ЗАДАЧА: Замените «segmenter» на «annotator» во всём, что идёт от начала материала до строки с «Target: dark wicker chair» включительно, и приведите этот фрагмент целиком, ничего больше не меняя. Картинки в ответ не включайте.

ИСХОДНЫЕ ДАННЫЕ:
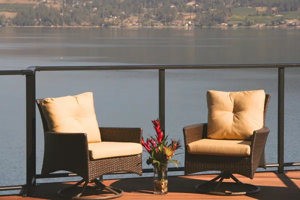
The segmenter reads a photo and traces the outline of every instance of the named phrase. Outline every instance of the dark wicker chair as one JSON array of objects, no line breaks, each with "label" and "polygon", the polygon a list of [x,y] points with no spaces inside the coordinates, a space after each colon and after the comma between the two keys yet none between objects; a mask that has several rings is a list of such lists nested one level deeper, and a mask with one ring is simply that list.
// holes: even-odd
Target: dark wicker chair
[{"label": "dark wicker chair", "polygon": [[[188,144],[200,140],[207,138],[207,123],[184,126],[183,128],[185,146],[184,174],[188,174],[204,171],[219,170],[222,173],[216,178],[198,184],[196,188],[200,192],[214,195],[244,195],[260,190],[259,187],[240,182],[232,174],[238,174],[252,179],[258,166],[266,168],[264,146],[270,132],[264,126],[270,96],[266,94],[264,110],[264,127],[254,132],[250,146],[250,156],[234,156],[194,154],[188,154]],[[234,182],[222,183],[224,178],[232,178]],[[216,180],[220,178],[218,182]],[[246,188],[247,191],[227,192],[220,190],[220,186],[234,184]]]},{"label": "dark wicker chair", "polygon": [[[77,174],[82,180],[58,194],[73,200],[81,198],[106,200],[123,195],[120,189],[104,186],[96,178],[104,174],[116,172],[129,172],[142,175],[142,154],[132,156],[92,160],[90,158],[88,138],[84,133],[60,133],[49,132],[46,118],[40,105],[42,99],[36,102],[42,117],[44,134],[44,151],[42,174],[48,174],[58,170],[66,170]],[[141,144],[142,128],[99,128],[102,142],[130,142]],[[72,156],[70,156],[72,155]],[[85,182],[82,192],[76,196],[63,194]],[[88,197],[80,196],[88,183],[94,183],[98,187],[114,194],[104,197]]]}]

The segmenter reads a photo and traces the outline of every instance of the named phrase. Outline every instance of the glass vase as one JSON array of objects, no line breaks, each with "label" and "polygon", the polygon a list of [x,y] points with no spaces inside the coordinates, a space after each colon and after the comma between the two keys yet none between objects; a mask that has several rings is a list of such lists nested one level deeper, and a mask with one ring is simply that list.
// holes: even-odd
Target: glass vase
[{"label": "glass vase", "polygon": [[168,194],[168,167],[153,168],[154,194],[164,195]]}]

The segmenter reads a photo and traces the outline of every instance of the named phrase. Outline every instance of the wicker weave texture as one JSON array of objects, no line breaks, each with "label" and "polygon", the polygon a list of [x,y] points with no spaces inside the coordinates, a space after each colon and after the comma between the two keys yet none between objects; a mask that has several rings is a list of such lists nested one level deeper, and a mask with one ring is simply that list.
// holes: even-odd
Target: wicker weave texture
[{"label": "wicker weave texture", "polygon": [[[264,124],[270,96],[266,94],[264,112]],[[254,132],[251,152],[248,156],[230,156],[192,154],[188,152],[188,144],[206,138],[207,124],[184,126],[183,128],[185,146],[184,174],[210,170],[220,170],[238,174],[252,179],[258,166],[266,168],[264,146],[270,130],[264,126]]]},{"label": "wicker weave texture", "polygon": [[[44,134],[42,174],[66,170],[82,176],[85,181],[113,172],[129,172],[142,175],[142,154],[129,156],[90,160],[85,133],[58,133],[48,132],[40,102],[36,100],[41,116]],[[102,141],[140,144],[142,128],[99,128]]]},{"label": "wicker weave texture", "polygon": [[114,172],[126,172],[142,176],[142,154],[136,156],[90,160],[89,182],[100,176]]}]

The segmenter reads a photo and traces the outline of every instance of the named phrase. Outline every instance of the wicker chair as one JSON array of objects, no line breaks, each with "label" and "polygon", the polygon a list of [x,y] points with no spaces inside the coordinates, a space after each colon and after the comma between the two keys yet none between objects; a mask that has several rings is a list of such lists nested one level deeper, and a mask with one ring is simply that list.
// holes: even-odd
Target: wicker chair
[{"label": "wicker chair", "polygon": [[[42,174],[48,174],[58,170],[66,170],[77,174],[82,180],[58,193],[63,197],[73,200],[106,200],[122,196],[124,192],[120,189],[104,186],[97,178],[104,174],[116,172],[129,172],[142,175],[142,154],[138,154],[92,160],[89,152],[88,143],[85,133],[60,133],[50,132],[48,124],[43,114],[40,102],[36,100],[42,117],[44,134],[44,151]],[[99,128],[102,142],[141,143],[142,128]],[[82,192],[75,196],[64,194],[78,189],[85,182]],[[88,183],[94,183],[97,186],[90,186]],[[80,196],[87,188],[105,190],[114,195],[104,197]]]},{"label": "wicker chair", "polygon": [[[216,178],[202,184],[196,186],[201,193],[221,196],[244,195],[256,193],[259,187],[240,182],[232,174],[238,174],[252,179],[258,166],[266,168],[264,146],[270,132],[264,126],[270,96],[266,94],[264,110],[264,126],[254,131],[251,140],[250,155],[246,156],[224,156],[189,154],[188,145],[191,142],[207,138],[208,124],[196,124],[183,128],[184,146],[184,174],[188,174],[204,171],[219,170],[222,173]],[[232,178],[236,182],[222,182],[224,178]],[[220,178],[218,182],[216,181]],[[222,186],[229,184],[232,189],[242,186],[246,191],[226,192]],[[233,184],[233,186],[232,186]]]}]

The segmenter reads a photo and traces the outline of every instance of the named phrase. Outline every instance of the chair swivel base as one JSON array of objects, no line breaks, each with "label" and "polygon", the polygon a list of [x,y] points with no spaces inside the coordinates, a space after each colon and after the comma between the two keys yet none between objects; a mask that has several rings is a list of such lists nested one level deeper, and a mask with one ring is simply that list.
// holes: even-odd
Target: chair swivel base
[{"label": "chair swivel base", "polygon": [[[224,179],[230,178],[235,182],[223,182]],[[219,178],[220,180],[217,182],[216,180]],[[202,194],[222,196],[250,194],[258,193],[260,190],[260,187],[251,184],[244,184],[232,174],[228,172],[223,172],[210,180],[196,185],[196,188]],[[242,191],[238,190],[241,188]]]},{"label": "chair swivel base", "polygon": [[[80,184],[81,184],[82,183],[83,183],[84,182],[84,180],[82,179],[79,182],[77,182],[76,184],[74,185],[71,186],[70,187],[68,187],[64,190],[59,190],[58,192],[58,195],[60,196],[60,197],[62,197],[64,198],[71,199],[71,200],[112,200],[113,198],[118,198],[119,197],[122,196],[123,194],[124,194],[124,192],[122,190],[106,186],[96,179],[93,180],[94,183],[96,184],[96,186],[88,186],[88,182],[84,182],[84,186],[82,187],[82,192],[80,192],[79,194],[73,194],[73,195],[72,195],[72,194],[68,195],[68,194],[64,194],[66,192],[68,192],[68,193],[74,192],[75,192],[74,190],[76,188],[78,189],[78,188],[79,188],[78,186]],[[96,190],[100,190],[100,191],[106,190],[108,192],[109,192],[110,193],[113,194],[114,195],[107,196],[81,196],[82,193],[84,193],[84,190],[86,190],[86,189],[93,189],[94,191]],[[78,193],[78,192],[77,192],[77,193]],[[95,196],[95,195],[97,195],[97,194],[92,194],[91,195]]]}]

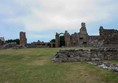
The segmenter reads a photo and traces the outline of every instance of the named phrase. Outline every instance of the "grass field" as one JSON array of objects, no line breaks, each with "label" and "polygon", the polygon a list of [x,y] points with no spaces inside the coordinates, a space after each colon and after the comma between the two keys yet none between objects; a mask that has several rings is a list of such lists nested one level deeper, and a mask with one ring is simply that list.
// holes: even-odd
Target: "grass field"
[{"label": "grass field", "polygon": [[0,50],[0,83],[118,83],[118,74],[85,62],[51,62],[59,49]]}]

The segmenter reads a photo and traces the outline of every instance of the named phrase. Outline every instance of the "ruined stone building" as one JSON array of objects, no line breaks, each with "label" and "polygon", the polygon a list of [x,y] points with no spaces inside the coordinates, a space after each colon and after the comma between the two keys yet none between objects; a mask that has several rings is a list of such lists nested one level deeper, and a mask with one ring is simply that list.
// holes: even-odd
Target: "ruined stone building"
[{"label": "ruined stone building", "polygon": [[65,33],[56,33],[56,47],[60,47],[60,34],[64,34],[64,41],[66,47],[75,47],[82,45],[92,45],[92,46],[116,46],[118,45],[118,30],[114,29],[104,29],[102,26],[99,29],[100,35],[90,36],[87,33],[86,24],[81,23],[81,28],[79,33],[69,34],[68,31]]},{"label": "ruined stone building", "polygon": [[20,32],[20,45],[25,46],[27,44],[27,38],[25,32]]},{"label": "ruined stone building", "polygon": [[5,43],[4,37],[0,37],[0,45],[3,45]]}]

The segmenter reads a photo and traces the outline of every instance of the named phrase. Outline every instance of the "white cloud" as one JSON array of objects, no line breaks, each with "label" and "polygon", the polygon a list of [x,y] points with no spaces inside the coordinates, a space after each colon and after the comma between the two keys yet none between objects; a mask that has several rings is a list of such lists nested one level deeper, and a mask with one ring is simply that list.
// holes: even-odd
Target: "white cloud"
[{"label": "white cloud", "polygon": [[[28,4],[23,2],[24,4]],[[108,0],[34,0],[39,6],[30,3],[31,13],[23,17],[27,30],[70,29],[80,27],[81,22],[109,20],[113,4]],[[111,1],[111,0],[110,0]],[[28,6],[29,7],[29,6]]]}]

РЕЗУЛЬТАТ:
The annotator reads a photo and traces the outline of every instance of the named phrase. Outline every instance of the dark wicker chair as one JSON array of objects, no line breaks, each with "label" and "polygon", the polygon a list of [x,y] points with no spaces inside the coordinates, a space after each colon and after the comma between the two keys yet none between objects; a mask that has several rings is a list of such lists nested one level deeper, and a mask with one ring is simply that list.
// holes: even-odd
Target: dark wicker chair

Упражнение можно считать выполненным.